■ **Exercise description**:
Can you copy the passage on antibiotic resistance from "DeRienzo, who collaborates" to "superbugs, she continues." word for word?

■ **Document passage**:
Consider this observation, made to medical leaders in 2014 by Dr. Zack Moore, an epidemiologist with the N.C. Division of Public Health: The “use of antibiotics by one person affects others in the community and makes it less likely that antibiotics will be effective in the future.”
DeRienzo, who collaborates with Moore as a fellow member of North Carolina’s Healthcare‐Associated Infections Advisory Group, agrees. “Our bodies are amazing at regulating themselves, but everything has a connection to everything else.”
Flu vaccinations can help prevent illnesses that lead to lung infections, which require antibiotic use that sets up an outbreak of C-diff. Simple hand-washing and other preventive measures can stop MRSA and other infections, notes Dr. Jennifer Mullendore, medical director for the Buncombe County Department of Health. Educating both doctors and patients about the appropriate use of antibiotics, as well as being more judicious about prescribing them, can help reduce the rise of superbugs, she continues.
“Antibiotic stewardship is a foundational part of trying to reduce healthcare-associated infections,” DeRienzo says. And it’s one of the keys to stemming the rise of antibiotic-resistant bacteria in all communities.
“We’re moving in the right direction, but we’re not where we need to be,” says Mullendore. She calls for better patient awareness, from understanding the difference between viruses and bacterial infections to finishing an antibiotic treatment and not sharing the drug.
As for the CDC’s top-three threats, she’s not aware of N. gonorrhoeae being reported in the region, but the infection “has become resistant to so many antibiotics.” The Health Department periodically gets calls from schools and sports organizations that want to learn about measures to prevent MRSA, she notes. “It would be great if we worked more on prevention,” Mullendore says.

■ **Information given**:
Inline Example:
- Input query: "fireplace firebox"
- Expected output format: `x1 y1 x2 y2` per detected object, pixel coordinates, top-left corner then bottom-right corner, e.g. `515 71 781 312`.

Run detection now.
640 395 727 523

■ **Your response**:
DeRienzo, who collaborates with Moore as a fellow member of North Carolina’s Healthcare‐Associated Infections Advisory Group, agrees. “Our bodies are amazing at regulating themselves, but everything has a connection to everything else.”
Flu vaccinations can help prevent illnesses that lead to lung infections, which require antibiotic use that sets up an outbreak of C-diff. Simple hand-washing and other preventive measures can stop MRSA and other infections, notes Dr. Jennifer Mullendore, medical director for the Buncombe County Department of Health. Educating both doctors and patients about the appropriate use of antibiotics, as well as being more judicious about prescribing them, can help reduce the rise of superbugs, she continues.